Objective: Copy out the records word for word, starting at the line with "Isolate stucco wall." and continuing through the last line of the records.
##### The data
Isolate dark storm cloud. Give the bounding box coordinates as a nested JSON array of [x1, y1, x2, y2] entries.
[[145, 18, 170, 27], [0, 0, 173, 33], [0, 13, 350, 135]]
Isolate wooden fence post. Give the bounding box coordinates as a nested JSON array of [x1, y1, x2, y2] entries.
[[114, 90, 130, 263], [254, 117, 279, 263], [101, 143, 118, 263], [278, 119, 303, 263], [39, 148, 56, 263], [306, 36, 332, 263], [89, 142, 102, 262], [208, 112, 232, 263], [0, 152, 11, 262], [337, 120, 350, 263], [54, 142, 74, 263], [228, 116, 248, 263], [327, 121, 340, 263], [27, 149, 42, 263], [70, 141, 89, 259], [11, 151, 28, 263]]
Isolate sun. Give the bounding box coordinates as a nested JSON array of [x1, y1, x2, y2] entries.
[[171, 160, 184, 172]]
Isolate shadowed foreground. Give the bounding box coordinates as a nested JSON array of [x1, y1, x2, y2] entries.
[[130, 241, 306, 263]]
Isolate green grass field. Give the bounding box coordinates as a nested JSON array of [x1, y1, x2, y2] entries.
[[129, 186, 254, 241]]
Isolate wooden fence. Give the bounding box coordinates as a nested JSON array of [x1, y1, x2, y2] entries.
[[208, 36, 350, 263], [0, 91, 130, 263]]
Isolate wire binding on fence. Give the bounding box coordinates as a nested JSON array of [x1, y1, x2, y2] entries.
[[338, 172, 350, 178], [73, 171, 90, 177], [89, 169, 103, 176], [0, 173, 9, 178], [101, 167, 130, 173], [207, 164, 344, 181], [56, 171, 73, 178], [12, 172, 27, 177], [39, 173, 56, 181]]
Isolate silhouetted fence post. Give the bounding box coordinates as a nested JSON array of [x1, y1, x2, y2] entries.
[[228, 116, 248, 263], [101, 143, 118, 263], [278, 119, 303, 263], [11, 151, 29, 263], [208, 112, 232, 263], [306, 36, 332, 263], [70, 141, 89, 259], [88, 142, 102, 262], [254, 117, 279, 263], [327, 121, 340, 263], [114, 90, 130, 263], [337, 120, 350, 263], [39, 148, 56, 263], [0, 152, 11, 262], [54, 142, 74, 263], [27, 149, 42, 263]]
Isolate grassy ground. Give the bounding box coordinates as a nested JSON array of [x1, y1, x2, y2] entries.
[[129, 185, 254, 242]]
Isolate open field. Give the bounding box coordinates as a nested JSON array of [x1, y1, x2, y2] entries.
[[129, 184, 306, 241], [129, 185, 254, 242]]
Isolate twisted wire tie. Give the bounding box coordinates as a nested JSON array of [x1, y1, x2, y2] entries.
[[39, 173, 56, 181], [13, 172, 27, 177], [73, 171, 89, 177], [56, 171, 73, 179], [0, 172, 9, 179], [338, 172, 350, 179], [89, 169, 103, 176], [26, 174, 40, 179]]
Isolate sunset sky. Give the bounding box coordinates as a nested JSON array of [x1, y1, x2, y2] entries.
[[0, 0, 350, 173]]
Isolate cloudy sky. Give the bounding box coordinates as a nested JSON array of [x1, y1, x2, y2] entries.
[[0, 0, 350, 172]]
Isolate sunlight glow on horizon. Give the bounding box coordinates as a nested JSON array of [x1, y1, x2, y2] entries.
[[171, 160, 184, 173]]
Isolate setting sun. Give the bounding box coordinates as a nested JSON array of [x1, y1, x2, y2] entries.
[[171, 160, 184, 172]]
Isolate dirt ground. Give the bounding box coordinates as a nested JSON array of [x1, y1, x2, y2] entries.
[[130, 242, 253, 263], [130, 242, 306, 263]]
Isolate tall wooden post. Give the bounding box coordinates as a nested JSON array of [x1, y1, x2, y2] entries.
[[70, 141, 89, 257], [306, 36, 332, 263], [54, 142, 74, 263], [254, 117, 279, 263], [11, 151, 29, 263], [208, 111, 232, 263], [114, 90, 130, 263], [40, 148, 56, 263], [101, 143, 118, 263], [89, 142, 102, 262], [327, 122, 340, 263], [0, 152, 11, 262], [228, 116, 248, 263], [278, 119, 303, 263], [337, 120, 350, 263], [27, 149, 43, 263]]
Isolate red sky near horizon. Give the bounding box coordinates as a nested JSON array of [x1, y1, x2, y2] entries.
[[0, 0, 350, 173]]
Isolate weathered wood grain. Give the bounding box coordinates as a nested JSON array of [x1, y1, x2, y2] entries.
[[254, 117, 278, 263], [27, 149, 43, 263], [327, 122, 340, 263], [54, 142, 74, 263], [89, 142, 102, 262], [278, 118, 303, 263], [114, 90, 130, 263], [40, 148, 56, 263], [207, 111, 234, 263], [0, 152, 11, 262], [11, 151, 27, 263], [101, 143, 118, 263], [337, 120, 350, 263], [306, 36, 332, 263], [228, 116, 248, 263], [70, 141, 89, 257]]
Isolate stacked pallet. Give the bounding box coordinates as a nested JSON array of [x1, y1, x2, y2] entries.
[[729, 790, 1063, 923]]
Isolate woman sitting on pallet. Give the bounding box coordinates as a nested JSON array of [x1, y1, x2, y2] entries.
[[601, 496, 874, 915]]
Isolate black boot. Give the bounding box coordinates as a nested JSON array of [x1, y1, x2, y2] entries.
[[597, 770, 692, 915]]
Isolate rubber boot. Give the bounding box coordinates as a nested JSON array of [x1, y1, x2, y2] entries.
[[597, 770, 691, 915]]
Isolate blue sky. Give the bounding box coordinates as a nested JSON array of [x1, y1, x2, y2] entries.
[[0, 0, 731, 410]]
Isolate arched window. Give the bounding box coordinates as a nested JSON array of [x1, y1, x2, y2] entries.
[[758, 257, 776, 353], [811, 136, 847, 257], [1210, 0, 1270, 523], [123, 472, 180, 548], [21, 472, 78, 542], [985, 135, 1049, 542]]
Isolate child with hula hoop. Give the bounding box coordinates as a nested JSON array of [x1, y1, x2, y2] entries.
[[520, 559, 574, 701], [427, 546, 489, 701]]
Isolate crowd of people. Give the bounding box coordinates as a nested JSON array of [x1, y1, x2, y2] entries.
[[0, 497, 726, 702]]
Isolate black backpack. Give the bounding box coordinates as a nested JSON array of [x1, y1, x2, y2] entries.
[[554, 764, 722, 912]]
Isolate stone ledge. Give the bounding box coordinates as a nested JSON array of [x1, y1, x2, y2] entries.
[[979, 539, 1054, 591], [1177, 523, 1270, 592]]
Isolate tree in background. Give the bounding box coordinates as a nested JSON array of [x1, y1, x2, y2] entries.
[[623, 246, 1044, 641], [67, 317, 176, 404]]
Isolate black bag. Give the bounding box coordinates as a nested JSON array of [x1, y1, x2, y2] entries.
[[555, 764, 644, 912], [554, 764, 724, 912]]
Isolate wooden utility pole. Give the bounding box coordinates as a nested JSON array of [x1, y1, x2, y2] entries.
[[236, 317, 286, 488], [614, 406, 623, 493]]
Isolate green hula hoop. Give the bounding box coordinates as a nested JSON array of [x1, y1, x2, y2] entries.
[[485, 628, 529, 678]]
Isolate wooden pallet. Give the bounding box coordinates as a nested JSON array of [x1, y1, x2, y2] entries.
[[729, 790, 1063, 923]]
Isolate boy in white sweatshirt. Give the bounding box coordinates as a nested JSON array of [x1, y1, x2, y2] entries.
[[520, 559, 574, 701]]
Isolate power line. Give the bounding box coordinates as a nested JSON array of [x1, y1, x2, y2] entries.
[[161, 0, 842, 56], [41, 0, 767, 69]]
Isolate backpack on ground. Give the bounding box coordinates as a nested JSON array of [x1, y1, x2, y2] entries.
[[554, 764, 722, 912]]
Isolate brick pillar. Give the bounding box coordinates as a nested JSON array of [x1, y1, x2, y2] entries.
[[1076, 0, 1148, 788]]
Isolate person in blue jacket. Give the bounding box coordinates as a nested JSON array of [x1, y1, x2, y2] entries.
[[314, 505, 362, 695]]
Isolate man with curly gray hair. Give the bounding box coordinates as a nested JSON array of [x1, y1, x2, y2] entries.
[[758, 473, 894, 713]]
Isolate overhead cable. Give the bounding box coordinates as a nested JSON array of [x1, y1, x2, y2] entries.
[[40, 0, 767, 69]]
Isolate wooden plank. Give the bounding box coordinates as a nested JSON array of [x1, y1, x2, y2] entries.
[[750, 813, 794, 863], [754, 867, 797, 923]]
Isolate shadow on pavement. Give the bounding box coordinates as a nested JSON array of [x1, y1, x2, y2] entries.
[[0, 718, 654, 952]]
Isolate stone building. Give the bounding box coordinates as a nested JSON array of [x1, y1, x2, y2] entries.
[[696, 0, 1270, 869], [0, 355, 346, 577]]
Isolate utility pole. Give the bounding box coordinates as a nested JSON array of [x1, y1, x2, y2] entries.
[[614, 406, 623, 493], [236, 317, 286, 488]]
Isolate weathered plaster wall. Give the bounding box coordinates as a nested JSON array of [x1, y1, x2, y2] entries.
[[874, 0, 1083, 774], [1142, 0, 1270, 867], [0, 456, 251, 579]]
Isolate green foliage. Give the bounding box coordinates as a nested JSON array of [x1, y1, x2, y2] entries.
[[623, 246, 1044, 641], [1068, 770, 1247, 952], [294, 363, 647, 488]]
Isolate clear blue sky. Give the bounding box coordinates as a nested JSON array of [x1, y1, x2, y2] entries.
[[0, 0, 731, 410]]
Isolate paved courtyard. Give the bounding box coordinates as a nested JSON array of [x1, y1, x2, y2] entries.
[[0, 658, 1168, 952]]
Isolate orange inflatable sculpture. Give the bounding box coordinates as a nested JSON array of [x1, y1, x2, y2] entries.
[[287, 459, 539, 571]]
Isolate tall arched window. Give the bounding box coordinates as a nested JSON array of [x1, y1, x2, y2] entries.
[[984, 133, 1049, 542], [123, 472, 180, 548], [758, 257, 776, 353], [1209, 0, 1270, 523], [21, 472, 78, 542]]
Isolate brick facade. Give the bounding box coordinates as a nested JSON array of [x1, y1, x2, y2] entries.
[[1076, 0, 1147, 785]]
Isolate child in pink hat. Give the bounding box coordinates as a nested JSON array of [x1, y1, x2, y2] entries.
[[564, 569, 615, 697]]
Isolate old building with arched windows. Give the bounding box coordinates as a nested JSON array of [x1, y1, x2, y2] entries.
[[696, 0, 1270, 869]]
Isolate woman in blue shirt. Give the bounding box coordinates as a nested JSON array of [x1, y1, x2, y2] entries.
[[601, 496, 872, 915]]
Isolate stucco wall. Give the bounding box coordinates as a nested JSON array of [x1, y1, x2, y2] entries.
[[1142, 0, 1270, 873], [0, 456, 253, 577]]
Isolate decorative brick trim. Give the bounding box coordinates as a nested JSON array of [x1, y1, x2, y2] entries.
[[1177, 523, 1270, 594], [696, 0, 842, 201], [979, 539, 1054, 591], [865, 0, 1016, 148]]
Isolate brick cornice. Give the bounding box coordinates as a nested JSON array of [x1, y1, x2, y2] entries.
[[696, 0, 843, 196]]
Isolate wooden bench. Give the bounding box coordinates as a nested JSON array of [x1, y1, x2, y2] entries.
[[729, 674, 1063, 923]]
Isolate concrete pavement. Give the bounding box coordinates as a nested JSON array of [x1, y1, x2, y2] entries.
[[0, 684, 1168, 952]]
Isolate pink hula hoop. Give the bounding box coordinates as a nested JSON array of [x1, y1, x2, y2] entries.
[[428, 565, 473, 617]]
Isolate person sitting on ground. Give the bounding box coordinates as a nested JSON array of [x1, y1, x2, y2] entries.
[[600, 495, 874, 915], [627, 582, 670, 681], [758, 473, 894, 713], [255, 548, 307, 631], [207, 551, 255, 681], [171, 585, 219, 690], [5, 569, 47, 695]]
##########
Answer to this problem:
Isolate stucco wall. Give the bounding box coordinates as a nested JSON array of [x1, y1, x2, y2] entries.
[[1142, 0, 1270, 873], [0, 456, 253, 577]]
Isolate decorative brick trim. Give the bounding box coordinates as a nested JSON array of [x1, y1, x2, y2] entries.
[[1177, 523, 1270, 594], [696, 0, 842, 201], [979, 539, 1054, 591], [865, 0, 1016, 148]]
Isolate brick cornice. Give the bounding box coordinates as a nested JSON array of [x1, y1, x2, y2] entries.
[[696, 0, 843, 196]]
Isolate wooden bench. Give the bounding box coordinates as a nested JSON array of [x1, y1, x2, y2] entries.
[[729, 674, 1063, 923]]
Isolate concrete pavement. Give the bounding box coordinates as a nested JSON array of [x1, y1, x2, y2] entries.
[[0, 684, 1168, 952]]
Isolate pink hula hoop. Give the bounding box coordinates as a nested JSON array of [x1, y1, x2, y2] entries.
[[428, 565, 473, 617]]
Isolate person sitting on ground. Give the bounding box coordinates as a nested JSON array of [x1, y1, x2, y2] entries.
[[600, 495, 874, 915], [627, 582, 670, 681], [758, 473, 894, 713], [255, 548, 307, 631], [207, 551, 255, 681], [171, 585, 219, 690], [5, 569, 47, 695]]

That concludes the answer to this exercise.